Written problem:
Can you quote every entry below word for word, leaving the pictures out?

Records supplied:
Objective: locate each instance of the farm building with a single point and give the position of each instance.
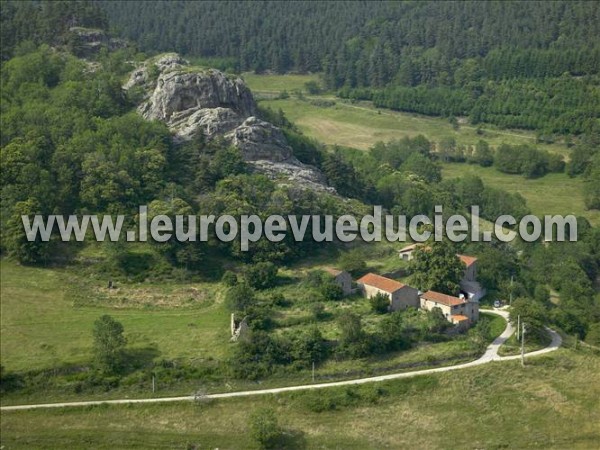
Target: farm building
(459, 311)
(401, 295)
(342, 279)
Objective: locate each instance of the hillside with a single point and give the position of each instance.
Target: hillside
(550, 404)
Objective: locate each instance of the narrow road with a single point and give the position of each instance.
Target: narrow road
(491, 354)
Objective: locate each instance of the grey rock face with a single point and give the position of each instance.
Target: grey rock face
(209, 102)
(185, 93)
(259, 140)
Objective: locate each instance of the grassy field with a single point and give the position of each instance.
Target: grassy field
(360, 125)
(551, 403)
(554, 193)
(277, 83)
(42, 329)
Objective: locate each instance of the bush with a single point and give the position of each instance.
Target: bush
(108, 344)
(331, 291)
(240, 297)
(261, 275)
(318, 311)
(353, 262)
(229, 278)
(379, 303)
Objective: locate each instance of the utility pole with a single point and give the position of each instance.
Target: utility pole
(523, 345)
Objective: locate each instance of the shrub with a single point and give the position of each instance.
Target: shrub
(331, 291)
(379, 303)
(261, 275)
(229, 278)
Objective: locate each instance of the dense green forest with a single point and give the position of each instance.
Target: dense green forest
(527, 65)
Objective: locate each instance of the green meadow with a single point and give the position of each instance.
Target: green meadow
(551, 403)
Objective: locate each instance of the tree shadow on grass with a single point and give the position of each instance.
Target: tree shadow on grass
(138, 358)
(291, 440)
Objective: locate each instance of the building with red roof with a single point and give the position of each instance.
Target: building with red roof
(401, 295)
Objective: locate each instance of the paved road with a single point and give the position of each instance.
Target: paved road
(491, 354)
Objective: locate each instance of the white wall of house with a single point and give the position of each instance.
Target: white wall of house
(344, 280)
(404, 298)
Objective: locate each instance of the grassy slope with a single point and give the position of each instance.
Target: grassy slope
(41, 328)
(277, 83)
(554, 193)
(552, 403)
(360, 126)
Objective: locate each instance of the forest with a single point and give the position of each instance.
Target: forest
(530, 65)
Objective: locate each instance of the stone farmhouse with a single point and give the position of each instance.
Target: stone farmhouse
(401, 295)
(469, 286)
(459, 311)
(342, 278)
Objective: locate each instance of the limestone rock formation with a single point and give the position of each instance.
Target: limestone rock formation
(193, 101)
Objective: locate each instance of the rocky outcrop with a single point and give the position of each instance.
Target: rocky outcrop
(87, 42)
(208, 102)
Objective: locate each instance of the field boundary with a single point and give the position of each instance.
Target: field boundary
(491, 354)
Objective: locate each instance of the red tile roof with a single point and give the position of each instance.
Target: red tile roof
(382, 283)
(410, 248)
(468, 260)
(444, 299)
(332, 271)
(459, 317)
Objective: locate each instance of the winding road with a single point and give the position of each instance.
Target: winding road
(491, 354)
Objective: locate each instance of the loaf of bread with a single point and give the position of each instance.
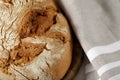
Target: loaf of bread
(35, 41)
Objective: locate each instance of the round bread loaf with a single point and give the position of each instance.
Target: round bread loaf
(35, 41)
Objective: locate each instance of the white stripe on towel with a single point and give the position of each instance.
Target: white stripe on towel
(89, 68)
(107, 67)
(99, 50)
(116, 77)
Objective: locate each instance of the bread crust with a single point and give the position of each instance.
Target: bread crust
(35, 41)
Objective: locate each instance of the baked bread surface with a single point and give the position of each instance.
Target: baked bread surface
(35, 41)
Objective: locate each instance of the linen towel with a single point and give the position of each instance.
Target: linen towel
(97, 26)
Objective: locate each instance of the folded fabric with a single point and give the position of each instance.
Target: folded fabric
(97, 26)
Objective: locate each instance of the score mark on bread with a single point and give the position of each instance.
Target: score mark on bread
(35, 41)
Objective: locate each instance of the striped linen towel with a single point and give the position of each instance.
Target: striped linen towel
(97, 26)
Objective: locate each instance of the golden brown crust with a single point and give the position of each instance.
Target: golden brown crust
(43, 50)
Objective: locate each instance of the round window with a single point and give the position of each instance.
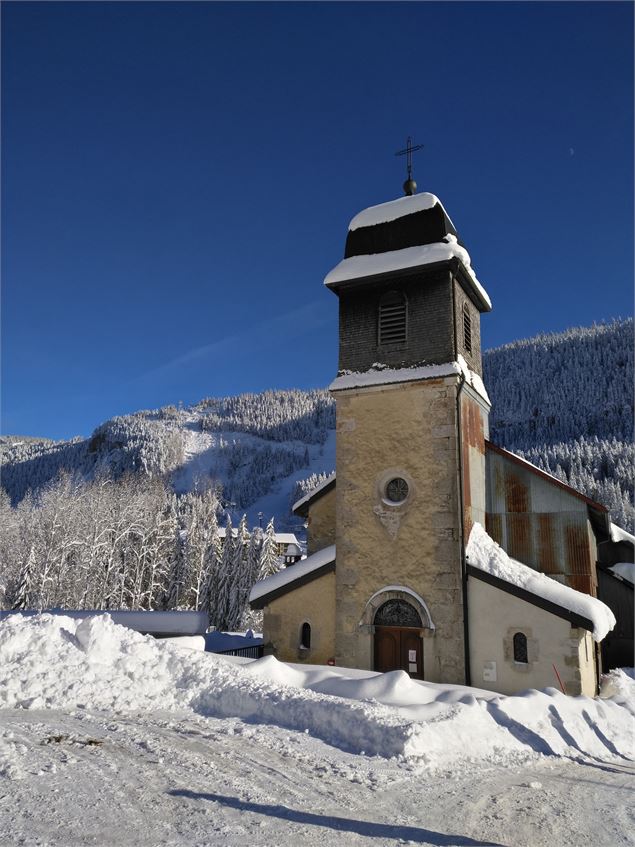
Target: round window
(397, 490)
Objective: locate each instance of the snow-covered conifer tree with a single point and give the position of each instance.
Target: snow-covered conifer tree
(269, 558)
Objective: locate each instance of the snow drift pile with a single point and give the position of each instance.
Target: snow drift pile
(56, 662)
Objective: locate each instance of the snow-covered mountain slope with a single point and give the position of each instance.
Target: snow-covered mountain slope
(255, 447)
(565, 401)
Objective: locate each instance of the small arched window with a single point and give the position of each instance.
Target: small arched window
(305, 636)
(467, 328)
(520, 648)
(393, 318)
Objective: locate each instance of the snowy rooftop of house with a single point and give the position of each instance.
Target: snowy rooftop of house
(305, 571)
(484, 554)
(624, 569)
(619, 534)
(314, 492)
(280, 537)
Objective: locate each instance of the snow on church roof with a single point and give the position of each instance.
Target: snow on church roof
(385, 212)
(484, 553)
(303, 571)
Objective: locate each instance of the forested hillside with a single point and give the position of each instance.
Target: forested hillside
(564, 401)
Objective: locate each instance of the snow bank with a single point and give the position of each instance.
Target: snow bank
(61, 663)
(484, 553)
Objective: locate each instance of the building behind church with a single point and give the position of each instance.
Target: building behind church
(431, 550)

Result below:
Objective: locate each instance of the farm building with a single point and give the position of each instance.
Target: farm building
(459, 311)
(401, 295)
(342, 279)
Objective: locate each instance of the hillside with a single point and give the position of each instance.
Target: hillside
(550, 404)
Objective: locate each instance of the narrow road with a single point and give the position of each instance.
Target: narrow road
(491, 354)
Objective: locate each instance of the grey rock face with a single point and give the position of each instance.
Target: grey rock face
(209, 102)
(185, 93)
(259, 140)
Objective: locate each instance of the grassy field with a single point and give the position of each instance.
Target: grassy field
(360, 125)
(551, 403)
(554, 193)
(277, 83)
(42, 329)
Objective: locate each instance of the bush with a single point and give the position of each instance.
Target: bush
(108, 344)
(331, 291)
(240, 297)
(261, 275)
(318, 311)
(353, 262)
(229, 278)
(379, 303)
Objective: locate each instance of the utility pole with a single point and give the position of each instance.
Target: utility pole
(523, 345)
Objective: locate each instance of the shrub with a single point and give the position of each instance.
Target: shrub
(331, 291)
(379, 303)
(261, 275)
(229, 278)
Objective: locate each instance of the dense green forest with a single point and give the position of each instance.
Target: dense green forest
(527, 65)
Objective: locate each instance of the green meadow with a single point and give the position of each instance.
Target: green meadow
(551, 403)
Objective: locate each instance of the tree shadow on grass with a single point and give the position of each instance.
Target: tree shadow on grass
(138, 358)
(291, 440)
Objective: locate each instance of the building with red roof with a single point and give the position of each instance.
Target: building with red roof
(401, 295)
Objective: locate each instance of the paved road with a single point and give the position of each instance.
Target: paved road
(491, 354)
Objective: locate each instance of the white wall of house with a single point and give the position of each instance.
Target: white wall of house
(344, 280)
(404, 298)
Objective: locate each instance of the grassy slope with a single point and give the position of each instance.
Target: grassy slope
(41, 328)
(277, 83)
(554, 193)
(552, 403)
(360, 126)
Objective: locate each instance of the forest with a single point and give the position of each instance.
Target: forest
(530, 65)
Objective: locate each instance of the stone farmhouse with a single point and give the position of each instance.
Target: stone farmhouse
(401, 295)
(469, 286)
(459, 311)
(342, 278)
Objective: locate each instance of the limestone rock formation with a single point and give the position of each instance.
Target: limestone rock formation
(193, 101)
Objective: locate each instance of the rocky outcrop with a single point and give the position of each instance.
Target: rocky outcrop
(87, 42)
(208, 102)
Objective: locate each instance of the field boundary with a single point and give the position of each instance.
Target: field boundary
(491, 354)
Objective: locate each instance of the red tile roof with a single point and give the position of each instance.
Target: red tile roof
(382, 283)
(410, 248)
(468, 260)
(444, 299)
(332, 271)
(459, 317)
Objective: locate each instance of the winding road with a single point and give the position of each instance.
Target: winding road
(491, 354)
Objective: locate each instance of the loaf of bread with a single point and give the position of each instance.
Target: loaf of bread
(35, 41)
Objective: locate each instance of the round bread loaf with a single point and give the position of each instance.
Target: round bread loaf
(35, 41)
Objective: locate each instance of the white stripe on towel with a single point and give the position of each instance.
Target: white stripe on towel
(89, 68)
(107, 67)
(99, 50)
(116, 77)
Objective: locate each instance of the bread crust with a single point and give the position of each instance.
Target: bread crust
(35, 41)
Objective: locate each instance of the baked bread surface with a single point and give the position of each instance.
Target: baked bread surface
(35, 41)
Objective: locate each instance of the linen towel with a single point and give the position of each instance.
Target: linen towel
(97, 26)
Objective: locate each instance of the folded fabric with a single point and give the position of each instance.
Target: folded fabric
(97, 26)
Objective: locate each instance of the score mark on bread with a single point and give the position of each instance.
Target: score mark on bread
(35, 41)
Objective: locate each instance of the striped linen towel with a single point and give the position of each instance.
Target: striped linen towel
(97, 26)
Objective: locate each instance of the golden brown crust with a single point and give the position of each instance.
Target: golden brown crust
(43, 50)
Objective: locate each instance of the round window with a single point and give the position of each instance.
Target: round window
(397, 490)
Objective: locate each instance of the snow-covered conifer tree with a single point and give the position of each instance.
Target: snow-covered conifer tree
(269, 558)
Objective: locate each instance of the snow drift pile with a single point and give the position of each instance.
Target: snow drift pile
(56, 662)
Objective: locate each instance of the snow-covered mountain slope with a single point and give the position of each instance.
Target: snow-covered mountain slope
(255, 447)
(565, 401)
Objective: locate each instance of the small arched window with a single point and give the position of each instance.
Target: small arched window
(305, 636)
(467, 328)
(520, 648)
(393, 318)
Objective: locate each instance of the snowy rooftop of house with a single point and give the position of each instance.
Target: snowy rooftop of house
(305, 571)
(484, 554)
(624, 569)
(619, 534)
(314, 492)
(280, 537)
Objective: locate each instance of the snow on church roof with a single point and give the position of each instance.
Target: snow on church roof
(385, 212)
(484, 553)
(303, 571)
Objective: locate each instance of the forested hillside with a single point and give the position of each instance.
Target: forested hillside
(564, 401)
Objective: locate each instance of the snow bank with a single point and give the position of each instance.
Target: snow bank
(61, 663)
(484, 553)
Objective: locate each instance of the building behind church with a single point and give the position of each instance.
Target: building behind church
(431, 550)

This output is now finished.